布置任务 –
1/ 请根据GoCrawler说明回答下列问题：
(a) 该工具使用哪个框架，基于哪个工具进行二次开发？
(b) 安装该工具的命令是什么？
(c) -t 参数的默认值是多少？
2/ 返回GoCrawler说明中从“--cookie string Cookie”到“parallel) (default 10)”的那一段原文。

阅读材料 –

▽

GoCrawler
使用colly框架基于gospider进行二次开发的爬虫工具,进行多处功能改进和细节优化,更适合信息收集
Installation
GO111MODULE=on go get -u github.com/zerokeeper/gocrawler
Features
- 快速爬虫
- 爆破解析sitemap.xml
- 解析 robots.txt
- 生成和验证JavaScript files
- Link Finder
- 可同时并行爬取多个站点
- 随机user-agent
- 限制了单个网站爬取数量,避免无限爬取
Usage
web crawler written in Go - v1.0.0
Usage:
gocrawler [flags]
Flags:
-s, --site string Site to crawl
-S, --sites string Site list to crawl
-p, --proxy string Proxy (Ex: http://127.0.0.1:8080)
-o, --output string Output folder
-u, --user-agent string User Agent to use
web: random web user-agent
mobi: random mobile user-agent
or you can set your special user-agent (default "web")
--cookie string Cookie to use (testA=a; testB=b)
-H, --header stringArray Header to use (Use multiple flag to set multiple header)
--blacklist string Blacklist URL Regex
--whitelist string Whitelist URL Regex
--whitelist-domain string Whitelist Domain
-L, --filter-length string Turn on length filter
-t, --threads int Number of threads (Run sites in parallel) (default 10)

△

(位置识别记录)
▽

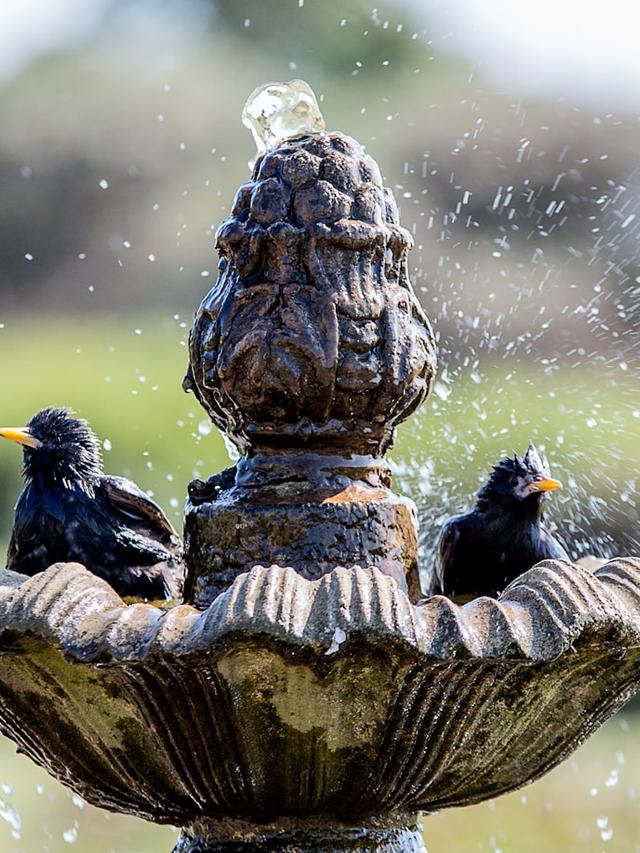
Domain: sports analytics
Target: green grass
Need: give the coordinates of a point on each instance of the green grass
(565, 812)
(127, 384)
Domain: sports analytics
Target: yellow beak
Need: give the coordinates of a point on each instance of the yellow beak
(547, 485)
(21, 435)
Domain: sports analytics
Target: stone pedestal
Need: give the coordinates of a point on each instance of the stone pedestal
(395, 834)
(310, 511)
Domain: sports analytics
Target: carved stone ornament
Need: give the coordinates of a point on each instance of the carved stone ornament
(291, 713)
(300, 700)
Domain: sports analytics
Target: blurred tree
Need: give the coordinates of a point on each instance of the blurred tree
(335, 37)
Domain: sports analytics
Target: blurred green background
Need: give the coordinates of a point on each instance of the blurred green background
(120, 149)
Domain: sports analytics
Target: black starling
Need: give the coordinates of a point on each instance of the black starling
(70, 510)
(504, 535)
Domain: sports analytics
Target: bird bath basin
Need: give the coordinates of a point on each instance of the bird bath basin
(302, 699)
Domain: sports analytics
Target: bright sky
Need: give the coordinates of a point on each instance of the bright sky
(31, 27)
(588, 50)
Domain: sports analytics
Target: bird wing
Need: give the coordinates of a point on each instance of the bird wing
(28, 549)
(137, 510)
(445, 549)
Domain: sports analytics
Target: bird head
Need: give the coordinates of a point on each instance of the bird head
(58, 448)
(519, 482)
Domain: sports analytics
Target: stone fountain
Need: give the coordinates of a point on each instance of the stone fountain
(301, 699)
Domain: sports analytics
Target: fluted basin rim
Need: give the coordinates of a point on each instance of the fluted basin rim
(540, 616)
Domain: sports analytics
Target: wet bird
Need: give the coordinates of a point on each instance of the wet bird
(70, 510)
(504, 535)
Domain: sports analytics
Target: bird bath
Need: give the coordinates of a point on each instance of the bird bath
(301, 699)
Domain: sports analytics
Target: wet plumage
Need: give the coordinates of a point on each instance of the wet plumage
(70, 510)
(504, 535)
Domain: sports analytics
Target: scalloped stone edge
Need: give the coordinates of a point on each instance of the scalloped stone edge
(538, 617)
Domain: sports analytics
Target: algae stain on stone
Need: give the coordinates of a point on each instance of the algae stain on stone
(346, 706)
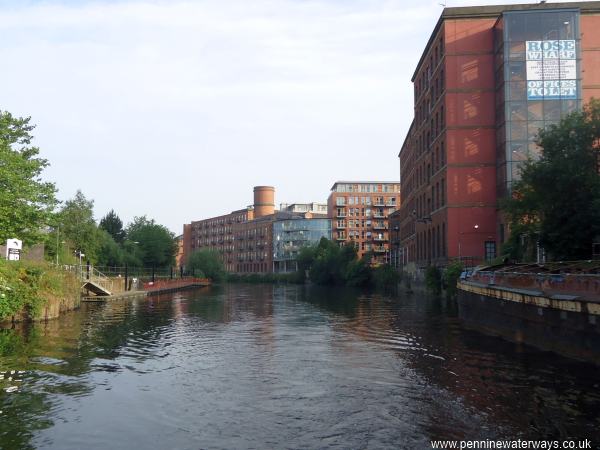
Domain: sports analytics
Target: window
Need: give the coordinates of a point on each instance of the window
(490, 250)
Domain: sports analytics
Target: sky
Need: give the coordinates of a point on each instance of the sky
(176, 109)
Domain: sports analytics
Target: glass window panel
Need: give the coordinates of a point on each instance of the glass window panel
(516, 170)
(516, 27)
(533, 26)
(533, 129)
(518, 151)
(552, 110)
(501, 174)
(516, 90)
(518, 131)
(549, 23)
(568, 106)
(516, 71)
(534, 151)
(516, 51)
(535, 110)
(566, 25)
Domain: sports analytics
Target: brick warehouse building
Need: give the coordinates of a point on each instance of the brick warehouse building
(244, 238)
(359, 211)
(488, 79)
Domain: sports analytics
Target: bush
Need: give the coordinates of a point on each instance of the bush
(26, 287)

△

各题答案 –
1/
(a) 使用colly框架，基于gospider进行二次开发。
(b) GO111MODULE=on go get -u github.com/zerokeeper/gocrawler
(c) 10

2/
--cookie string Cookie to use (testA=a; testB=b)
-H, --header stringArray Header to use (Use multiple flag to set multiple header)
--blacklist string Blacklist URL Regex
--whitelist string Whitelist URL Regex
--whitelist-domain string Whitelist Domain
-L, --filter-length string Turn on length filter
-t, --threads int Number of threads (Run sites in parallel) (default 10)